Information supplied:
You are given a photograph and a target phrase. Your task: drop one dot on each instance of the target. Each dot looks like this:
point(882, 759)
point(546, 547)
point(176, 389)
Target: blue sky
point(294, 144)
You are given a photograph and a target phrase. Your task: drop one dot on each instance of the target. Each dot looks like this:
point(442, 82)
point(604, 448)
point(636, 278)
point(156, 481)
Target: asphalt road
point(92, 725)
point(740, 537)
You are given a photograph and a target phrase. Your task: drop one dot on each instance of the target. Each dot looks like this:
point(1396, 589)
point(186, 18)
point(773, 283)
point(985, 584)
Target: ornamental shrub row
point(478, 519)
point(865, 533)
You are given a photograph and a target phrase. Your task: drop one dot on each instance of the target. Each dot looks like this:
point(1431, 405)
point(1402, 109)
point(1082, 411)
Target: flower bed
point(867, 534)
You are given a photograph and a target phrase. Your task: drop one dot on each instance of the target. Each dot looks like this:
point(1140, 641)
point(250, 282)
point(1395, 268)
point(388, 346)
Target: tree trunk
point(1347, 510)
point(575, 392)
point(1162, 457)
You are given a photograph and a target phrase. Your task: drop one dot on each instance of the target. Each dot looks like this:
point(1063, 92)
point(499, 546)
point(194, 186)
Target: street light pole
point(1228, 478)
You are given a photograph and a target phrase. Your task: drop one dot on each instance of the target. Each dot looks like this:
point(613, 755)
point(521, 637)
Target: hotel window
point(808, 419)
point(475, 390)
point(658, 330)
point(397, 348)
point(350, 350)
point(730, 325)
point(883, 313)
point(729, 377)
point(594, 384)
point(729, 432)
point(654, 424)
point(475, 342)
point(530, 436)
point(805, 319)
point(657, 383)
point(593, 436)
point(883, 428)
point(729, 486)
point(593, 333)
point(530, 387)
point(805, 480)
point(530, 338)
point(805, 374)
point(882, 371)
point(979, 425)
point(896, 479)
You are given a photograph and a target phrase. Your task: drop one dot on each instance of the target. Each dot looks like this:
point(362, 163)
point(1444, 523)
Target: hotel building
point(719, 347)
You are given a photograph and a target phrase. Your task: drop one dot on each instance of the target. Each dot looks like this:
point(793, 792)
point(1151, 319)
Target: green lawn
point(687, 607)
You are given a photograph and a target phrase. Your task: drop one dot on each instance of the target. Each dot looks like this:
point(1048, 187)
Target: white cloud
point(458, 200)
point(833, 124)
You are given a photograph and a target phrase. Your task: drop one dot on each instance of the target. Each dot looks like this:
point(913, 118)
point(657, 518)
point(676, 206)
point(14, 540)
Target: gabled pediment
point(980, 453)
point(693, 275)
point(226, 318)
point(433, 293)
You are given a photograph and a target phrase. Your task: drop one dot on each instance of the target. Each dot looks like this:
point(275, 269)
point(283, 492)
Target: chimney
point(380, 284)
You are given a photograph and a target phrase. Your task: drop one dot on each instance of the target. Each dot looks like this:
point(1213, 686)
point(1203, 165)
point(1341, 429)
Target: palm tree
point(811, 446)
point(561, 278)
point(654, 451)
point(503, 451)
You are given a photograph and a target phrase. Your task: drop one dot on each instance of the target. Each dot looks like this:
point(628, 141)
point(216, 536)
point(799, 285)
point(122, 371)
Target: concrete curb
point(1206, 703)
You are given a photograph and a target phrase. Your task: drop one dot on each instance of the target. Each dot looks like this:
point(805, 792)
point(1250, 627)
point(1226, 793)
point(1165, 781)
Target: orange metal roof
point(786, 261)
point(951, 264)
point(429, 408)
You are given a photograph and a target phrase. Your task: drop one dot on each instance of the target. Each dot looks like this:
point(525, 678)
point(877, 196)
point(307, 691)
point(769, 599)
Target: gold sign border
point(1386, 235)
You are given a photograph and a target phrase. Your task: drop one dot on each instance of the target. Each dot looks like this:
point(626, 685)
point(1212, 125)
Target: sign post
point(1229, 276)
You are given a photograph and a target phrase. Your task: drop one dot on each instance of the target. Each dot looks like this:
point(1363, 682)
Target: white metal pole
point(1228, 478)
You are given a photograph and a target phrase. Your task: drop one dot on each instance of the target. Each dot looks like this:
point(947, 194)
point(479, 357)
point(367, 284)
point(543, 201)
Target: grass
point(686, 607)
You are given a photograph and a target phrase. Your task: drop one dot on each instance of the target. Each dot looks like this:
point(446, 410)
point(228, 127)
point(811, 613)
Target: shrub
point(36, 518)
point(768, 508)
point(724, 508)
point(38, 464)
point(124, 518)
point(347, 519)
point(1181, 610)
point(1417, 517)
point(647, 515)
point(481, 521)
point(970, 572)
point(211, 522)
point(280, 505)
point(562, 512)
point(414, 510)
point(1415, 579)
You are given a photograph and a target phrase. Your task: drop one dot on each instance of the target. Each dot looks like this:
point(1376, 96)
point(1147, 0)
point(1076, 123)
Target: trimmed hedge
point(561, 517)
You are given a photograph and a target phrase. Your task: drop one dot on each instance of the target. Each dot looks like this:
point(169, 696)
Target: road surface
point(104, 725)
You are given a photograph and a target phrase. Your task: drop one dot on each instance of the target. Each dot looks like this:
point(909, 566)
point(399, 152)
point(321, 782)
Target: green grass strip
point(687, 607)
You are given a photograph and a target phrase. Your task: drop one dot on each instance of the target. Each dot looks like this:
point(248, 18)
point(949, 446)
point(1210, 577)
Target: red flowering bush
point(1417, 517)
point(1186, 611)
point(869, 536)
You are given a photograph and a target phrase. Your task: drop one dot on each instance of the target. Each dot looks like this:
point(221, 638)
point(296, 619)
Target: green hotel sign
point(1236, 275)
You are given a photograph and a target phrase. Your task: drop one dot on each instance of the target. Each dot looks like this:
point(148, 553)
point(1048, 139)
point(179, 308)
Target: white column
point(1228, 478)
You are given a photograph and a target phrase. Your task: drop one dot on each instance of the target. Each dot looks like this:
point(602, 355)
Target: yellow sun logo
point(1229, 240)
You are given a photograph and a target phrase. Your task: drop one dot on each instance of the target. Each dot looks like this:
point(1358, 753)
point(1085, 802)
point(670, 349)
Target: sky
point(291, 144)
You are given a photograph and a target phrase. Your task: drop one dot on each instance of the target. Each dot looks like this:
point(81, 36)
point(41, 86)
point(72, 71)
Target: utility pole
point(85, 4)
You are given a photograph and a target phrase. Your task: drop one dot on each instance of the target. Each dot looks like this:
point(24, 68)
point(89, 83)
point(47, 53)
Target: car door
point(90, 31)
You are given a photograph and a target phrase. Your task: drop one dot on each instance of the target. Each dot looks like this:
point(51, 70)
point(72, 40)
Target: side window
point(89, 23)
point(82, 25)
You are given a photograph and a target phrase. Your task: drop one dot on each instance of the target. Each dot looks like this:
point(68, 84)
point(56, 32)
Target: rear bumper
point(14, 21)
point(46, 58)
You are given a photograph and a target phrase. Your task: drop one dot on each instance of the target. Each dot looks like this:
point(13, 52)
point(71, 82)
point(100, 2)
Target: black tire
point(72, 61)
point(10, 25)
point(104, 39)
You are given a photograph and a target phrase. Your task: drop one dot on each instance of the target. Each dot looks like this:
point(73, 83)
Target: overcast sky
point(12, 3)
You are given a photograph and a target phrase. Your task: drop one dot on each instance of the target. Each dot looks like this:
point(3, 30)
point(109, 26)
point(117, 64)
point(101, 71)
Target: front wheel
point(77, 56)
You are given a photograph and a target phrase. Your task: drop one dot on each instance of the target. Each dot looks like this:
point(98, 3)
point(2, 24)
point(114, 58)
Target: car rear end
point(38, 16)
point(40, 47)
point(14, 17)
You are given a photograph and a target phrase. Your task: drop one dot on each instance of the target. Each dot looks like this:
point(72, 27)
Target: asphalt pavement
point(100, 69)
* * *
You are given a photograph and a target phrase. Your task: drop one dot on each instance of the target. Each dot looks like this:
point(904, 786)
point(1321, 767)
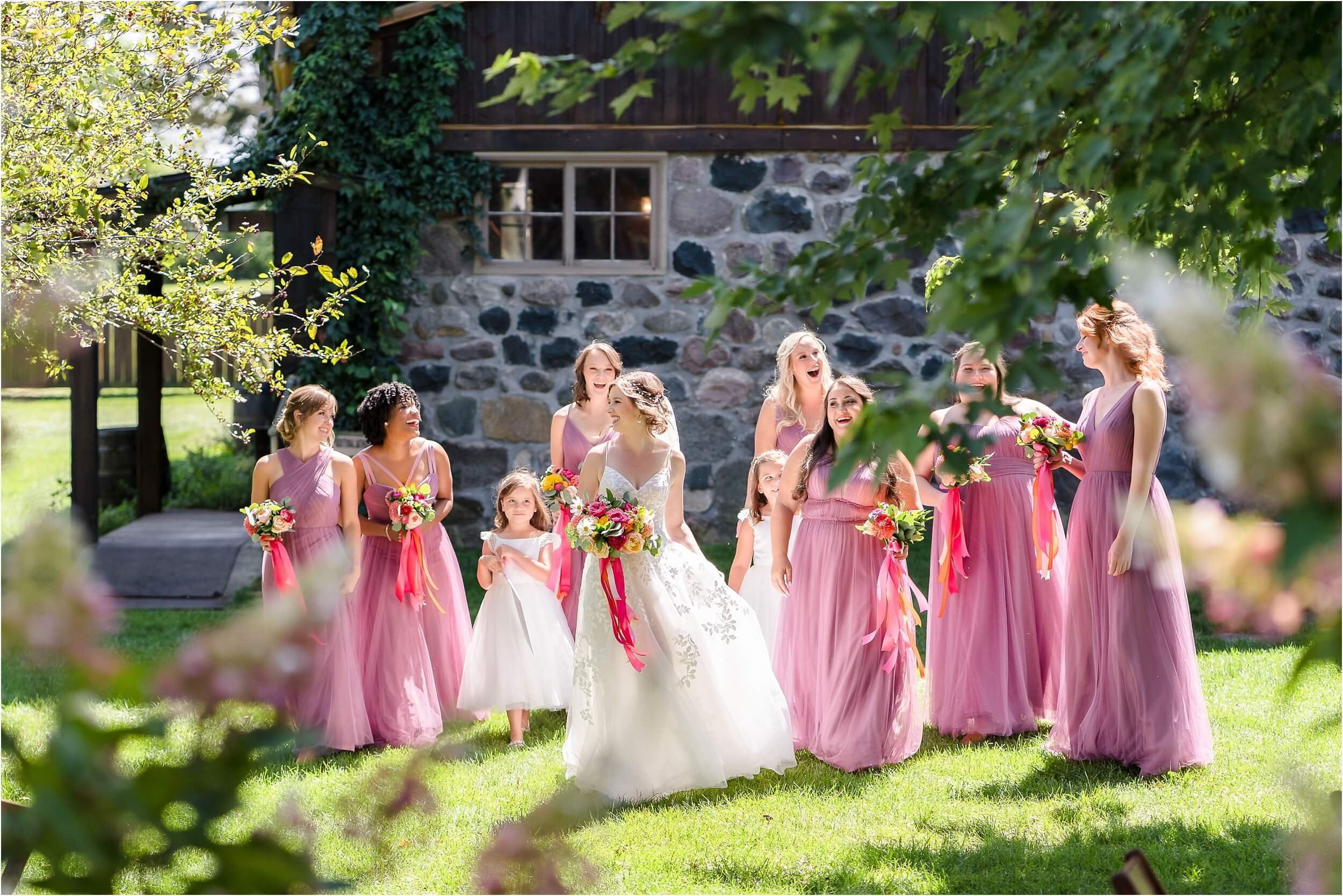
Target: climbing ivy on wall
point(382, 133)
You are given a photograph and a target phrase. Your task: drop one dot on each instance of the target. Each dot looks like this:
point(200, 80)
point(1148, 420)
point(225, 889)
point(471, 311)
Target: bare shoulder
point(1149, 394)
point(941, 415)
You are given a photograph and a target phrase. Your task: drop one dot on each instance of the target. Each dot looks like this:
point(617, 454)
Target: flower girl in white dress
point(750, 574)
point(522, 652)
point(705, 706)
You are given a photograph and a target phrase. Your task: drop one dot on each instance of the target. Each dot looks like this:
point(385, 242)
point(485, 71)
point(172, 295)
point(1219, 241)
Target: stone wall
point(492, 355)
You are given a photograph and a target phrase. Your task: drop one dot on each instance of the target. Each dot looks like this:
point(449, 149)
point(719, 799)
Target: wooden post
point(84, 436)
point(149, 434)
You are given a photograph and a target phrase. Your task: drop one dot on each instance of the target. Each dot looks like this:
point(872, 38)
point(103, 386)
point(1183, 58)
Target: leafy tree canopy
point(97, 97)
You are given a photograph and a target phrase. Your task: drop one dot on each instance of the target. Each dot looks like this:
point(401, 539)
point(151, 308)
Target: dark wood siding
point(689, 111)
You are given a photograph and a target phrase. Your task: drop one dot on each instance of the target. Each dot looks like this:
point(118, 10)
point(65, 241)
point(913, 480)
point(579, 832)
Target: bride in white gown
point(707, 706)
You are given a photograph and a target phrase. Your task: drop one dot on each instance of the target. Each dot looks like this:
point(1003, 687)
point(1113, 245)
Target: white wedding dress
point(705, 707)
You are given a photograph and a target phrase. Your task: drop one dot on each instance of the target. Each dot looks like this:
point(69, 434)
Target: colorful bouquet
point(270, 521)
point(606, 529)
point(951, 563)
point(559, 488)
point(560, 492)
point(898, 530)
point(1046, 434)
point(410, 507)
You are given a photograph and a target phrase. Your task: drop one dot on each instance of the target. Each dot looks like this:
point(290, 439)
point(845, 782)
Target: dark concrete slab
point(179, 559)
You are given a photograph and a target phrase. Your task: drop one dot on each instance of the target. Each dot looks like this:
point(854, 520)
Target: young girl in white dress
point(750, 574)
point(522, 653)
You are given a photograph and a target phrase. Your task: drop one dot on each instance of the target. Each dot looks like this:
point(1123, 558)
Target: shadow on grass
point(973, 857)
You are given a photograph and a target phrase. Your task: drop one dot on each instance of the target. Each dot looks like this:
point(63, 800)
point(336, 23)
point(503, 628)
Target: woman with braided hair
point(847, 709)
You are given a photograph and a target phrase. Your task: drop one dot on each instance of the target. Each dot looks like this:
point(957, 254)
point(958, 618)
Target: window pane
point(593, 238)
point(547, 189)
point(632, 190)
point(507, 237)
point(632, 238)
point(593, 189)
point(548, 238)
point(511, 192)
* * *
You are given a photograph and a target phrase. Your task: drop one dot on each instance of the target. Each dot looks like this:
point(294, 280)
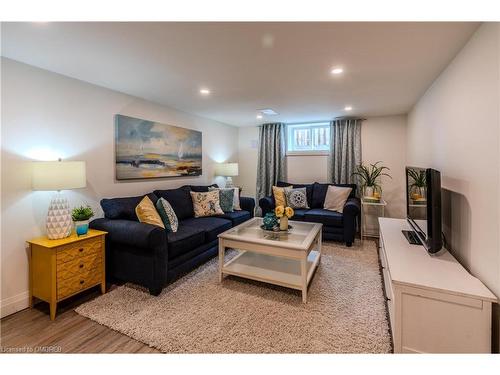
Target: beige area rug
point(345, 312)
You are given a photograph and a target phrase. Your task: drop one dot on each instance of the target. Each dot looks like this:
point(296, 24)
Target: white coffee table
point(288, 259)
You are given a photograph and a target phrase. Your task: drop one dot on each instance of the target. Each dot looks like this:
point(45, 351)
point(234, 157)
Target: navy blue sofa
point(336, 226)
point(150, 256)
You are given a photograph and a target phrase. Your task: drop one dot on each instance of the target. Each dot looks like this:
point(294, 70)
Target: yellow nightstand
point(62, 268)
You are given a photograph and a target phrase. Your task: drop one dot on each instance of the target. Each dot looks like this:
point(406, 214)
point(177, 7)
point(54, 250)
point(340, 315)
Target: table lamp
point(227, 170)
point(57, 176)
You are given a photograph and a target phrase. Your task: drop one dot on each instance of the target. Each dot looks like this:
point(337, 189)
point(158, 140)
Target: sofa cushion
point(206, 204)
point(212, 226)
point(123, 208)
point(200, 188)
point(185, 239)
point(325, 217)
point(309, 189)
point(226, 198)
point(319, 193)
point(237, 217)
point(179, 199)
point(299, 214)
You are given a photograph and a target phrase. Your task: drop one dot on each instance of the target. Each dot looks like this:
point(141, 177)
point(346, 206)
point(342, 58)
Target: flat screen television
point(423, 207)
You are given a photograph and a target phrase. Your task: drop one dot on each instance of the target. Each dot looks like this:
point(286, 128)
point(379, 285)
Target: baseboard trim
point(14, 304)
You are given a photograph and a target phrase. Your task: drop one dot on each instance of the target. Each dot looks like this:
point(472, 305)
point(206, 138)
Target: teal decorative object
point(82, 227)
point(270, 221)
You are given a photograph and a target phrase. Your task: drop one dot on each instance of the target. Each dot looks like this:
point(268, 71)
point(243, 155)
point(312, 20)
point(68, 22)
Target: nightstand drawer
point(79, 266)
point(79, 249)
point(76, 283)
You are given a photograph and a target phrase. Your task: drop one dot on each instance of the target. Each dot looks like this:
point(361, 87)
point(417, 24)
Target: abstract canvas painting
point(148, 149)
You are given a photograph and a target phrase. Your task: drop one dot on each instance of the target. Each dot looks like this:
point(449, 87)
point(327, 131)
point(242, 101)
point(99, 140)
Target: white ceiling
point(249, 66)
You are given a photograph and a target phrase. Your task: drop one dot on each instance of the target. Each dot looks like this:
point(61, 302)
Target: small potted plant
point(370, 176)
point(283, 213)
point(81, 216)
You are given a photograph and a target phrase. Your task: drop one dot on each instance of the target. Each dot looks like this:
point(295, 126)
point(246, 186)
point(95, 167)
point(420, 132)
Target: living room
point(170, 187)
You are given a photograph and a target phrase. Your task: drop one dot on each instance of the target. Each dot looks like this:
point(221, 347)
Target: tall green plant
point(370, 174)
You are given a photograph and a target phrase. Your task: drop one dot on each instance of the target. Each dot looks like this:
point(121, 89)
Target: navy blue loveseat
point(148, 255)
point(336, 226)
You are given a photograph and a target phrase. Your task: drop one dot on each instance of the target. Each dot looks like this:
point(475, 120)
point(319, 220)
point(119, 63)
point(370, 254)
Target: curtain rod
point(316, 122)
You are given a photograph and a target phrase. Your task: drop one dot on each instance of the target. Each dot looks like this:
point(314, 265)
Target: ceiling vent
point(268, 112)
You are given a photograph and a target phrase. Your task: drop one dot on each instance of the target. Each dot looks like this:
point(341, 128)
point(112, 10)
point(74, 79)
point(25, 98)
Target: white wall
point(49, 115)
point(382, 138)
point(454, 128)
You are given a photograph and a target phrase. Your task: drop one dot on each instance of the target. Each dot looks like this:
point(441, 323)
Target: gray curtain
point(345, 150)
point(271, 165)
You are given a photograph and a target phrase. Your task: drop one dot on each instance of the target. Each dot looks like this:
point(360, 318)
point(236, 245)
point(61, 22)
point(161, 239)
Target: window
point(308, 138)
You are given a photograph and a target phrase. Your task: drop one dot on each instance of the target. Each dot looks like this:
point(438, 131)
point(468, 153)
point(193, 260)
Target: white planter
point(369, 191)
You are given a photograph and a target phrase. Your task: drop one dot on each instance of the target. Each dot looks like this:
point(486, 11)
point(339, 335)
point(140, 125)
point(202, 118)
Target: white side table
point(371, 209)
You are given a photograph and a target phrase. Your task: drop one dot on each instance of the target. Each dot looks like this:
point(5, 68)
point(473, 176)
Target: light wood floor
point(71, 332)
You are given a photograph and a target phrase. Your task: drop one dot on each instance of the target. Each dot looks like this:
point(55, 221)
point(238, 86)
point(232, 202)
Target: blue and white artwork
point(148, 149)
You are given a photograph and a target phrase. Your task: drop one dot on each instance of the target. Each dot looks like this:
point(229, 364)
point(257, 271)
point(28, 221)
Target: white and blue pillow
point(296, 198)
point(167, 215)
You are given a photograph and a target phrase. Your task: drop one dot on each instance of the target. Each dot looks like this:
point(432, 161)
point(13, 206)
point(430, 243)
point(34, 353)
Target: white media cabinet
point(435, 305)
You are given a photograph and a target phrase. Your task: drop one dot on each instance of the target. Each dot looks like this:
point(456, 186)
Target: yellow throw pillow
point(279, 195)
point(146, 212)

Exercise:
Among the entries above, locate the lines containing "Target: flat screen television" and "point(68, 22)", and transcribe exactly those two lines and all lines between.

Solution to the exercise:
Target: flat screen television
point(423, 207)
You are given a photograph and a target phrase. Your task: drop one dot on each instance of the target. Each dot looks like this:
point(286, 128)
point(379, 285)
Target: baseboard trim
point(14, 304)
You are given a photograph and a target phrase. Your task: drop one dot on each instance of the target. Each dot looks like this:
point(472, 305)
point(206, 138)
Target: teal decorative object
point(82, 227)
point(270, 221)
You are given a photograph and a target phrase. Your task: drop one dot on each instance of the target. Each dot looks like this:
point(268, 71)
point(243, 155)
point(312, 20)
point(68, 22)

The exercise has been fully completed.